TEXT FOR ANALYSIS –
Start of Block

Am Fam Physician. 1999 Mar 1;59(5):1280-1282.
Obesity often appears to affect respiratory function; however, few medical references include obesity as a cause of dyspnea. Obesity has been shown to reduce expiratory reserve volume and functional residual capacity because of alterations in chest wall mechanics. Obese persons may also experience exertional dyspnea because of the metabolic load placed on their gas transport system upon exertion. Despite these observations, obesity alone has not been shown to cause dyspnea in persons at rest. In an attempt to answer this question, Sahebjami conducted a prospective, open study to evaluate baseline dyspnea in otherwise “healthy” obese men and to see whether their pulmonary function test profiles differed from those of obese men without dyspnea.

End of Block

THE DATA –
Start of Block

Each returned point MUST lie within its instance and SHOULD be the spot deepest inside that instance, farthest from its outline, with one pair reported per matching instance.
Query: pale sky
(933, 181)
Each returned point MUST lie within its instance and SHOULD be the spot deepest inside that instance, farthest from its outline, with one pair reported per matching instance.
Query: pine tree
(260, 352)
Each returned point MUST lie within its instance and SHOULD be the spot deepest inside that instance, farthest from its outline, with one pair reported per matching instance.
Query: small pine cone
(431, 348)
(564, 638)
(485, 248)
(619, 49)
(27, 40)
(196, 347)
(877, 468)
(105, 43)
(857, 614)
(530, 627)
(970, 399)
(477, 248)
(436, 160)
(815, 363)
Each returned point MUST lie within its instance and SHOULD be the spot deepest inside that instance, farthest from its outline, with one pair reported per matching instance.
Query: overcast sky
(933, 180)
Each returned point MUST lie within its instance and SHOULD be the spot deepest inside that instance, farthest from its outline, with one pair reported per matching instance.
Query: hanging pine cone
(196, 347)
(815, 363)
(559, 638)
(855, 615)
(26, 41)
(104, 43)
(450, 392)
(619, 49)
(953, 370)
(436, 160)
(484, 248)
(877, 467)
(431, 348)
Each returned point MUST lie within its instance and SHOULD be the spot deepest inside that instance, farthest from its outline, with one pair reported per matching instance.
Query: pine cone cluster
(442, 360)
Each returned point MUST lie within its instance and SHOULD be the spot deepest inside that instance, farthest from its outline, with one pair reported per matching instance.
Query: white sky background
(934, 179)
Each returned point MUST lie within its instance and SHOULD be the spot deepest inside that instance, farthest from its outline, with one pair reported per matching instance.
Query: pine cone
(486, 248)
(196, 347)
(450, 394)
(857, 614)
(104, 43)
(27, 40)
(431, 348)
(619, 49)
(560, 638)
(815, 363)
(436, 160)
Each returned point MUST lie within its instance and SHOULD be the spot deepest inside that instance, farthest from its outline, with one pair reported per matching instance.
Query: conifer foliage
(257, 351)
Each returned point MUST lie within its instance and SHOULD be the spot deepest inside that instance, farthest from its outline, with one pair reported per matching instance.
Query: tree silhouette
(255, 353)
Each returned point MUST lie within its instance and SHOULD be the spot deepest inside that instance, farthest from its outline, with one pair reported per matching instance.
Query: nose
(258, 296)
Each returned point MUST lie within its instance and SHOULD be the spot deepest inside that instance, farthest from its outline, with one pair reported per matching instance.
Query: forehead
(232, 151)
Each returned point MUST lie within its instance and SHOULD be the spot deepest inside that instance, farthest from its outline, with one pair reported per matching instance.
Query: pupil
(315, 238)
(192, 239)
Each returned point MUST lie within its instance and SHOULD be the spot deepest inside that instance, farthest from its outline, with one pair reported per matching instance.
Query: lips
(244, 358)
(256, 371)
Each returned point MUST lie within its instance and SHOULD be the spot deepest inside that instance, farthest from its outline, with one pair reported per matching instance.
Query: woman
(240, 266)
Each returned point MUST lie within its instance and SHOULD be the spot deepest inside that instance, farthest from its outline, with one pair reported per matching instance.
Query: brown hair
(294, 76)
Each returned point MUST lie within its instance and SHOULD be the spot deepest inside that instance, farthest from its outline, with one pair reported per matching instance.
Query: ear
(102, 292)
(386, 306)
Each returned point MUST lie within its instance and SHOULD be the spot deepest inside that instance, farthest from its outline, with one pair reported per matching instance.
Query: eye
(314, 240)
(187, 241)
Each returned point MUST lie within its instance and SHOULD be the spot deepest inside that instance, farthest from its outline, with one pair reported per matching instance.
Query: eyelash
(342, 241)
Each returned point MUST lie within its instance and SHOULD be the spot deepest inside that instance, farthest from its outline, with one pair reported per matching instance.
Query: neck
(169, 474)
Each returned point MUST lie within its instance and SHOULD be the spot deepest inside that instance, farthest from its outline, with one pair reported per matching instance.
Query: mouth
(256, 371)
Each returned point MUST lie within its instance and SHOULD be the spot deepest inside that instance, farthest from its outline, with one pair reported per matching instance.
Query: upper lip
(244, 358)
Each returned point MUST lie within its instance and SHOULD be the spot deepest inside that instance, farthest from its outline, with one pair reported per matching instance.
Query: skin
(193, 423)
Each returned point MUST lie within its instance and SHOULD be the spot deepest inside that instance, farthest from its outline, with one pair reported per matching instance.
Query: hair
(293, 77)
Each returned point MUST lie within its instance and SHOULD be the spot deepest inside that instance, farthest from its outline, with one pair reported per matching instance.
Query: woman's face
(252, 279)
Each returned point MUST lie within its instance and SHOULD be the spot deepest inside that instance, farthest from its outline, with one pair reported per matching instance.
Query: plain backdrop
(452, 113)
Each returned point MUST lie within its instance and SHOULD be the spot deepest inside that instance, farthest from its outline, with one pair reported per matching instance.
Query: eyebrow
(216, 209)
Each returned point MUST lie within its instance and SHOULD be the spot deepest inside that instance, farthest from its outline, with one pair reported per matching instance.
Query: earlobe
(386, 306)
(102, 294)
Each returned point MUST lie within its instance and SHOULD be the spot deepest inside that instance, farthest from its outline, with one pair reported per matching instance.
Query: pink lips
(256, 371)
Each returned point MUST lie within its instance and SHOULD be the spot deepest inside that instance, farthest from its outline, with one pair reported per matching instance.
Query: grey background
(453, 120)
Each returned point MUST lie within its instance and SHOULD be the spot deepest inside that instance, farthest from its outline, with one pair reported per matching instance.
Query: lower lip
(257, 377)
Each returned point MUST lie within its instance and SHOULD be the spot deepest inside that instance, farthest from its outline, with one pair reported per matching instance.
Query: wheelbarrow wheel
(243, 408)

End of Block

QUESTIONS ON THE MATERIAL –
**A.** From the passage on obesity and breathing, list each specific effect on breathing that it attributes to obesity.
**B.** According to the passage on obesity and breathing, what kind of study did Sahebjami conduct?
**C.** Continue the passage on obesity and breathing from the point where it stops.

EXERCISE ANSWERS –
**A.**
- Reduced expiratory reserve volume
- Reduced functional residual capacity
- Exertional dyspnea, caused by the metabolic load on the gas transport system during exertion

**B.** A prospective, open study.

**C.**
All men seen during a three-month period at the Cincinnati Veterans Affairs Medical Center who had a body mass index (BMI) of 28 kg (61.6 lb) per m2 or greater were screened for the study. Patients were first asked to sit in a chair for 10 minutes on arrival at the clinic, and then to complete a written questionnaire that asked whether they had any difficulty breathing at rest and, if so, to quantify the degree of difficulty on a scale of zero to 10 (referred to as the Borg Scale Dyspnea Index [BSDI]). The men then underwent pulmonary function tests, including forced expiratory volume (FEV1) and forced vital capacity (FVC). Those with values greater than 80 percent of predicted value were screened further for potential entry to the study. Clinical records, including medical history and chest radiographs or electrocardiograms, were reviewed. Exclusion criteria included the presence of cardiopulmonary disease, malignancy, neuromuscular disorders, recent surgery or any serious systemic illness. Those who remained eligible then underwent extensive pulmonary function testing, including flow rates, lung volumes and single-breath carbon monoxide diffusing capacity (DLco). In addition, arterial blood gas samples were obtained from the radial artery of all patients at rest while breathing room air.
Twenty-three men met the criteria for the study. Of these, 15 reported dyspnea at rest (dyspneic group), and eight denied any shortness of breath at rest (nondyspneic group). Age and height of the men were similar in both groups. However, BMI, BSDI scores and body weights were significantly greater in the dyspneic group. In addition, 86.6 percent of men in the dyspneic group had a smoking history, compared with 62.5 percent of men in the nondyspneic group. Baseline arterial blood gas parameters did not differ between groups. FVC, FEV1 and FEV1/FVC ratio were within normal limits in both groups. In addition, lung volume and gas exchange patterns were similar between groups. FEV1, maximum voluntary ventilation and maximum static expiratory mouth pressure (Pemax) were significantly reduced in the group with dyspnea.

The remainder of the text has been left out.